[Treść zadania]: Przepisz bez zmian wiersze rekordów od wiersza zawierającego „Where can you spot the roof” aż do końca rekordów, łącznie z pierwszym i ostatnim. Nie dodawaj żadnych innych wierszy.

[Zbiór danych]:
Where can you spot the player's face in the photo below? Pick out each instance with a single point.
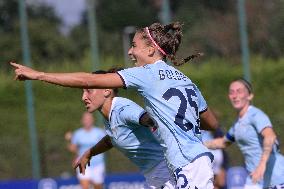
(93, 99)
(139, 50)
(239, 95)
(87, 120)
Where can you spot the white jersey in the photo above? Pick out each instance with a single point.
(175, 103)
(85, 139)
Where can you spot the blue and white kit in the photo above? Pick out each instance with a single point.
(246, 132)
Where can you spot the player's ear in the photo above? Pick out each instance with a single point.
(107, 93)
(151, 50)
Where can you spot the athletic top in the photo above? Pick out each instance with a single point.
(175, 103)
(246, 131)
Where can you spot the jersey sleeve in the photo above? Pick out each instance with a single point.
(134, 77)
(201, 101)
(260, 121)
(131, 113)
(230, 135)
(75, 138)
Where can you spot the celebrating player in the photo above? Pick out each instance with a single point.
(253, 133)
(170, 97)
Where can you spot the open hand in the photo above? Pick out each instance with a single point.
(258, 173)
(82, 163)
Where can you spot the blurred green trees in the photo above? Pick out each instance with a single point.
(208, 27)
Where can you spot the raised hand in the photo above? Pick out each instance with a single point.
(25, 73)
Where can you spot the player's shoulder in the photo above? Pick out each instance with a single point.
(254, 111)
(121, 104)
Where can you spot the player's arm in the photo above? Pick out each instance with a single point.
(269, 138)
(218, 143)
(76, 80)
(102, 146)
(208, 120)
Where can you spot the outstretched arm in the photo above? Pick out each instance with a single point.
(208, 120)
(147, 121)
(269, 138)
(76, 80)
(102, 146)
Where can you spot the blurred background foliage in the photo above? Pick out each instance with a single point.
(209, 26)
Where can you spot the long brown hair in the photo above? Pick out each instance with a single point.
(168, 38)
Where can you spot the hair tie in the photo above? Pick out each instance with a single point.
(152, 40)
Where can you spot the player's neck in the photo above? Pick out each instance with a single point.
(243, 111)
(106, 108)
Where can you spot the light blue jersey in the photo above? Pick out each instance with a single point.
(84, 140)
(134, 140)
(175, 103)
(246, 131)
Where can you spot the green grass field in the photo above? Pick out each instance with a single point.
(58, 110)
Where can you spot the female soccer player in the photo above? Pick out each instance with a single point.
(253, 133)
(170, 97)
(125, 128)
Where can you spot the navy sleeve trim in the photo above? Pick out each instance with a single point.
(124, 84)
(142, 116)
(203, 111)
(230, 137)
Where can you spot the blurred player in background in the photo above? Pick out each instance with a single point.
(81, 140)
(219, 159)
(253, 133)
(127, 127)
(170, 97)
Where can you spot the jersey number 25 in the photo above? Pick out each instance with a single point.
(184, 102)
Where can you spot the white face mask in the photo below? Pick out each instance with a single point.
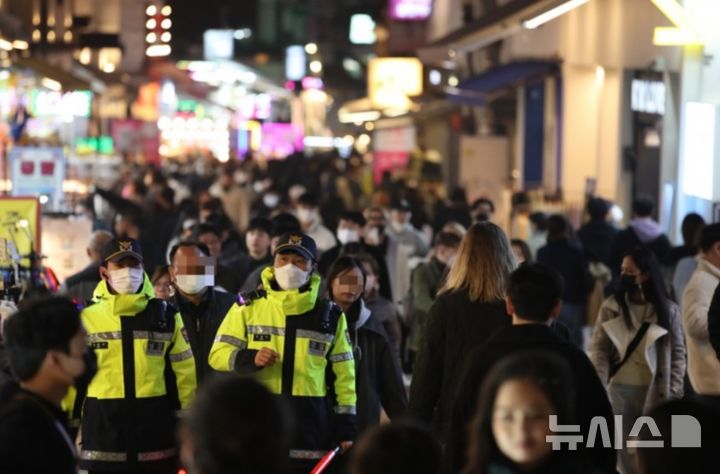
(397, 227)
(307, 216)
(126, 280)
(194, 284)
(290, 277)
(271, 200)
(348, 236)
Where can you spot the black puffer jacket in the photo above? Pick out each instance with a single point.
(202, 322)
(455, 327)
(378, 378)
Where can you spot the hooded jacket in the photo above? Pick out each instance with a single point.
(378, 376)
(664, 351)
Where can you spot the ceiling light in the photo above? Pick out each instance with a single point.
(553, 13)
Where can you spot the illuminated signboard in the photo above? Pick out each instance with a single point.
(68, 104)
(362, 29)
(295, 63)
(218, 44)
(410, 10)
(392, 80)
(648, 97)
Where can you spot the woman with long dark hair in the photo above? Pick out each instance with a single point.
(377, 373)
(508, 434)
(638, 346)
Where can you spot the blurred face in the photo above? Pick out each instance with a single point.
(71, 365)
(375, 217)
(296, 259)
(226, 180)
(399, 217)
(371, 283)
(213, 243)
(258, 242)
(446, 254)
(630, 268)
(348, 287)
(163, 288)
(517, 250)
(349, 225)
(520, 423)
(307, 214)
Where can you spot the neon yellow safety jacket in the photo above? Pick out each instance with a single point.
(310, 334)
(146, 371)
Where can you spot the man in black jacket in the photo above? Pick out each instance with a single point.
(80, 286)
(47, 349)
(534, 300)
(201, 306)
(643, 230)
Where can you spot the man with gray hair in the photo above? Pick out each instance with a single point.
(80, 286)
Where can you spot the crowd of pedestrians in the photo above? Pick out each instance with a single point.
(271, 318)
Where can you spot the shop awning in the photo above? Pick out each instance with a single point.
(496, 25)
(485, 87)
(68, 81)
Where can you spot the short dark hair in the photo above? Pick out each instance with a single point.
(352, 216)
(237, 425)
(397, 447)
(188, 243)
(539, 220)
(643, 205)
(220, 220)
(40, 325)
(285, 223)
(479, 201)
(558, 227)
(131, 217)
(534, 290)
(692, 224)
(524, 247)
(448, 239)
(341, 265)
(205, 228)
(709, 236)
(260, 223)
(160, 272)
(309, 200)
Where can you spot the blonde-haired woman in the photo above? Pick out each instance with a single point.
(468, 309)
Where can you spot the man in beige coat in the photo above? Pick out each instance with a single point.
(703, 364)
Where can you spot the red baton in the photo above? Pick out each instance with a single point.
(325, 461)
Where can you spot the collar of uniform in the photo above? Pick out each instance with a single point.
(293, 301)
(125, 305)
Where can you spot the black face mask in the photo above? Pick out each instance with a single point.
(628, 284)
(90, 359)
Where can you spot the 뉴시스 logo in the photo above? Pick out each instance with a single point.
(685, 433)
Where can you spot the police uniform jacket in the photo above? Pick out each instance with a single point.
(146, 371)
(311, 335)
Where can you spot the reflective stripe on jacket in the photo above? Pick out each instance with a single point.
(308, 333)
(128, 413)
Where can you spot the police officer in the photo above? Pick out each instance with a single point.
(202, 307)
(288, 336)
(128, 419)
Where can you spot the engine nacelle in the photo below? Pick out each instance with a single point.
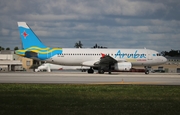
(123, 66)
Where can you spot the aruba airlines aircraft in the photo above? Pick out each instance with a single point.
(100, 59)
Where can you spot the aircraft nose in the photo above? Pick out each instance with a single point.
(164, 59)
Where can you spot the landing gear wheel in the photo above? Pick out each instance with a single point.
(101, 71)
(90, 71)
(146, 71)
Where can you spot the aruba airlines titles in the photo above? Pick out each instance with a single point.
(100, 59)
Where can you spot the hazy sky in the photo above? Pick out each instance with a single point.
(154, 24)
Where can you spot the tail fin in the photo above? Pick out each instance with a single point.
(28, 37)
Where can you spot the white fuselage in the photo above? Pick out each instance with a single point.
(78, 57)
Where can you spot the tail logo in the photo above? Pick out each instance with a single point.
(25, 34)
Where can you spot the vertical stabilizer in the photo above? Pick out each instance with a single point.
(28, 37)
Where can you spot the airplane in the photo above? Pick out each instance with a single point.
(96, 59)
(49, 67)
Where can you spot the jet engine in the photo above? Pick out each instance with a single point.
(123, 66)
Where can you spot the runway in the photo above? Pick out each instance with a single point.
(84, 78)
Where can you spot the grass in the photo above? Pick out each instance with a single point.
(64, 99)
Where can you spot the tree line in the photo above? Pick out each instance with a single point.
(172, 53)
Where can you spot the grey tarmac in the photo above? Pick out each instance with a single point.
(84, 78)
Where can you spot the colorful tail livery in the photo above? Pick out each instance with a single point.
(32, 46)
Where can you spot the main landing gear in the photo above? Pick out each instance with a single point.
(146, 70)
(90, 70)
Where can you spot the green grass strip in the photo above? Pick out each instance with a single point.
(64, 99)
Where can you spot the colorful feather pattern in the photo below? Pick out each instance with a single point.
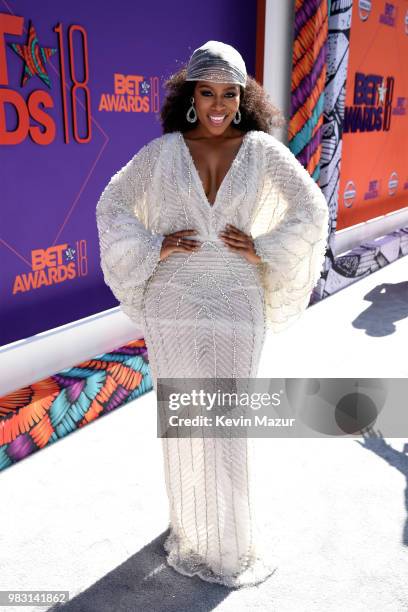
(43, 412)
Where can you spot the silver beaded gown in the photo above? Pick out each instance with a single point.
(204, 314)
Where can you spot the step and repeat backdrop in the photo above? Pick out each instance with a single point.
(81, 86)
(374, 160)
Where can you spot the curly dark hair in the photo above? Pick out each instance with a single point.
(257, 111)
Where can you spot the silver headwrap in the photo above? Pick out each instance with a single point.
(218, 62)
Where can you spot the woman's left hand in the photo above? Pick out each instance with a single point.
(240, 242)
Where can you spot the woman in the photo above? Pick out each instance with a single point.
(211, 233)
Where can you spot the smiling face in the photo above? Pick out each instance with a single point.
(216, 105)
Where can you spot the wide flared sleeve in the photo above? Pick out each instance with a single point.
(292, 227)
(129, 250)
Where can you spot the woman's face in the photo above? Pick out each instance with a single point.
(213, 101)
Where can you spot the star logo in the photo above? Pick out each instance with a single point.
(34, 56)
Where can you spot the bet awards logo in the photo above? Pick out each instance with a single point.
(52, 266)
(132, 93)
(372, 104)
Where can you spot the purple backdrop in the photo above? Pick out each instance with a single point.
(50, 272)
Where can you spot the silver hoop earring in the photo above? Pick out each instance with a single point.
(192, 119)
(237, 117)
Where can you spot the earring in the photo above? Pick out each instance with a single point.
(192, 119)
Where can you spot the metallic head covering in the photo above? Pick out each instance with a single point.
(218, 62)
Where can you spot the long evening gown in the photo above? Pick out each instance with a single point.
(204, 314)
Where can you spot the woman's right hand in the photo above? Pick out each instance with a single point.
(185, 245)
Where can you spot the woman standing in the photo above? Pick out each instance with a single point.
(211, 233)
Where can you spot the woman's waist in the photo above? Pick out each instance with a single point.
(208, 262)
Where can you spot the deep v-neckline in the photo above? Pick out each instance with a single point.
(197, 176)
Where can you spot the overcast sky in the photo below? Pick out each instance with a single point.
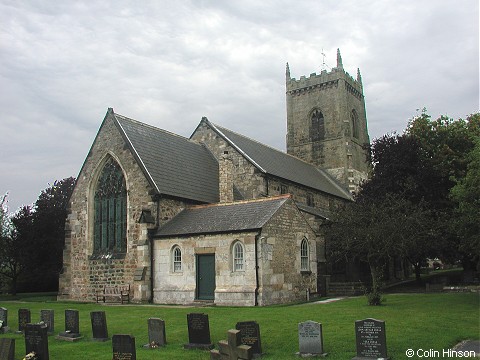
(168, 63)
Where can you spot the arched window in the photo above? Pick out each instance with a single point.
(177, 259)
(354, 121)
(317, 127)
(238, 256)
(304, 256)
(110, 210)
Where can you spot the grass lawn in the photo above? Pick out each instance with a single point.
(413, 321)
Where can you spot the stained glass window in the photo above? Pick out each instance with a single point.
(237, 256)
(177, 259)
(110, 210)
(317, 129)
(304, 256)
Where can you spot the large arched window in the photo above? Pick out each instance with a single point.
(304, 255)
(354, 121)
(177, 259)
(110, 210)
(317, 126)
(238, 256)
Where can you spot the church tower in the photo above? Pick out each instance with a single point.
(327, 123)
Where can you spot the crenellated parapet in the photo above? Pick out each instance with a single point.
(325, 81)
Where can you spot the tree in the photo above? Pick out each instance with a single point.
(374, 229)
(49, 223)
(447, 144)
(466, 194)
(33, 238)
(14, 243)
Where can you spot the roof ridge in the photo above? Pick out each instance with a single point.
(265, 145)
(155, 128)
(239, 202)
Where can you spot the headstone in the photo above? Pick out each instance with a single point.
(124, 347)
(99, 325)
(7, 349)
(310, 338)
(198, 332)
(24, 318)
(232, 349)
(371, 339)
(250, 335)
(36, 340)
(4, 321)
(48, 318)
(72, 328)
(156, 333)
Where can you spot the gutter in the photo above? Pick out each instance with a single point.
(257, 283)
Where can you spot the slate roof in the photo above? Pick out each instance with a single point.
(218, 218)
(173, 164)
(277, 163)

[Odpowiedź poniżej]:
Where can you spot the roof ridge in the photo above? Pick out each instance with a single point.
(265, 145)
(155, 128)
(239, 202)
Where can you spot the headstone in the photo above? Pick out each instance with a single point.
(124, 347)
(99, 325)
(7, 349)
(310, 338)
(198, 332)
(24, 318)
(232, 349)
(371, 339)
(250, 335)
(36, 340)
(4, 321)
(48, 318)
(72, 328)
(156, 333)
Where can you spot the gutter in the photo above? Pick out each instance with a single point.
(257, 283)
Where can you spot the slate roof in the photo above? Pick out each instance with a single point.
(218, 218)
(173, 164)
(277, 163)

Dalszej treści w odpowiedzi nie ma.